>>
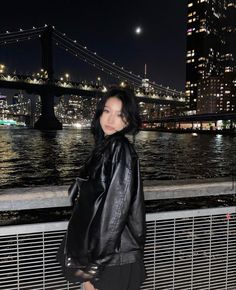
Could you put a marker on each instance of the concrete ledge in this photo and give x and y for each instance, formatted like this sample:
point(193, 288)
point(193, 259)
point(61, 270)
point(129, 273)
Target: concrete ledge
point(56, 196)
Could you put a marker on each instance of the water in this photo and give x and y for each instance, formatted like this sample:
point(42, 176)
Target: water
point(33, 158)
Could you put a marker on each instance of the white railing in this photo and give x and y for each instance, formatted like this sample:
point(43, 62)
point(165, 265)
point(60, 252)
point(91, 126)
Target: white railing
point(185, 249)
point(192, 249)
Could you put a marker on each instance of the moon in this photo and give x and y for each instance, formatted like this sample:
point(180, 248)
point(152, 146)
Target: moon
point(138, 30)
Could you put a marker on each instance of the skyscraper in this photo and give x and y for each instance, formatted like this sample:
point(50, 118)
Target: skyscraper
point(211, 57)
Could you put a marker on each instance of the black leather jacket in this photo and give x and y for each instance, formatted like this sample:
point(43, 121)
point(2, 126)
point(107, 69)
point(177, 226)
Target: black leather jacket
point(107, 226)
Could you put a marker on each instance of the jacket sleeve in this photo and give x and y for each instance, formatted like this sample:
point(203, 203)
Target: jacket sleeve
point(111, 215)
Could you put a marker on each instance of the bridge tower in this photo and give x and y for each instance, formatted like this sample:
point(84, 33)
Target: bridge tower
point(47, 119)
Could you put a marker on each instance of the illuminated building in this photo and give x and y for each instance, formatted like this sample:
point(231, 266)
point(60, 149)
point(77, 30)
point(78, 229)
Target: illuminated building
point(211, 57)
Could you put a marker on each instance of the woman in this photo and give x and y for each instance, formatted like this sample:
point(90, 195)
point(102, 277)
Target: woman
point(106, 233)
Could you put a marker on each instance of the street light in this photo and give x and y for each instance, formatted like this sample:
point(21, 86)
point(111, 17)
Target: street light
point(67, 77)
point(2, 68)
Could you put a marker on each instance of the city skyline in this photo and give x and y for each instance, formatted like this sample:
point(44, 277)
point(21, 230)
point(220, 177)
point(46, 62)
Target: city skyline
point(161, 43)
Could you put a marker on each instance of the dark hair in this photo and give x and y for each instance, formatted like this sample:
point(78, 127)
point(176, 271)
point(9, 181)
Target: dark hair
point(130, 112)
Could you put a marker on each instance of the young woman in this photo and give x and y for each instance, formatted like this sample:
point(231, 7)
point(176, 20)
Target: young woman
point(106, 233)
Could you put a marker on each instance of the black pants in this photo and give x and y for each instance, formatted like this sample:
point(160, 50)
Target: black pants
point(124, 277)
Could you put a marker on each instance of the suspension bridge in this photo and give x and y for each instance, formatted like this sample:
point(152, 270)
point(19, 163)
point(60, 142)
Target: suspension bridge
point(47, 86)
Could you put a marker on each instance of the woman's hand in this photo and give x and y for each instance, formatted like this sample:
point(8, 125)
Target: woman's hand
point(88, 286)
point(90, 273)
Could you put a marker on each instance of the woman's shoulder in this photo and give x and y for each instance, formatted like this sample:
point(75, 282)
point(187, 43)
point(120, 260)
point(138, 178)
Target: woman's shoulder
point(119, 143)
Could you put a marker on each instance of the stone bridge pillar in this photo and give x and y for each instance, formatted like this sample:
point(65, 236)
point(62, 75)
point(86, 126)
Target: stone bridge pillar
point(47, 120)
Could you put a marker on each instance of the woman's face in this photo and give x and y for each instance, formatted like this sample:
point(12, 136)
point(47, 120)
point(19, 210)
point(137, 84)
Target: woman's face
point(111, 119)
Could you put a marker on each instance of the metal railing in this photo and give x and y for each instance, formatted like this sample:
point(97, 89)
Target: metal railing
point(185, 249)
point(191, 249)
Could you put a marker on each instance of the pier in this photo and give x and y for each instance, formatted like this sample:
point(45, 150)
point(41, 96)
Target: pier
point(188, 246)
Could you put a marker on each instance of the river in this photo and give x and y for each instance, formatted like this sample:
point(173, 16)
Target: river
point(33, 158)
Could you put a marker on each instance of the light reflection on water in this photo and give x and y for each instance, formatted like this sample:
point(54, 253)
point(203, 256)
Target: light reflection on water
point(31, 157)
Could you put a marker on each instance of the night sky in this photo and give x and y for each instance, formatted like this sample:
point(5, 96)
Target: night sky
point(107, 27)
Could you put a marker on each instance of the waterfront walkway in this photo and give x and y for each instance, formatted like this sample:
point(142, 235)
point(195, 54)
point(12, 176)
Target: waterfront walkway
point(191, 237)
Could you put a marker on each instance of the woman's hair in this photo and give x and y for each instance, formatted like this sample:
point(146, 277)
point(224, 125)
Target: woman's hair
point(130, 112)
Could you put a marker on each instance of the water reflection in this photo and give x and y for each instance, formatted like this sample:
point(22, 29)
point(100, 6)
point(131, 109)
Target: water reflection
point(31, 157)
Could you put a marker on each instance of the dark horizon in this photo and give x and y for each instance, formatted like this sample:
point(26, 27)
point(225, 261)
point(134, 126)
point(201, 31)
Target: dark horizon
<<
◆ **PROBLEM TO WORK ON**: Starting with the line containing "Could you put a marker on each instance of the pier" and going on through the line containing "point(107, 27)", swap "marker" for "pin" and give those lines of the listing again, leaving everything else unchanged.

◆ **RESPONSE TO THE EXERCISE**:
Could you put a pin on each instance of the pier in this photo and give x and y for each instance, formatted like this sample:
point(45, 150)
point(41, 96)
Target: pier
point(188, 246)
Could you put a pin on each instance of the river in this photo and give x and y for each instance, formatted like this sample:
point(173, 16)
Target: river
point(33, 158)
Could you put a pin on each instance of the light reflection on water in this photo and give x and y for each instance, formatted like this sample:
point(54, 253)
point(203, 256)
Target: light reflection on water
point(31, 157)
Could you put a pin on each instance of the night sky in this photo and give x and y for each instance, formatted like this sample:
point(5, 96)
Target: night sky
point(107, 27)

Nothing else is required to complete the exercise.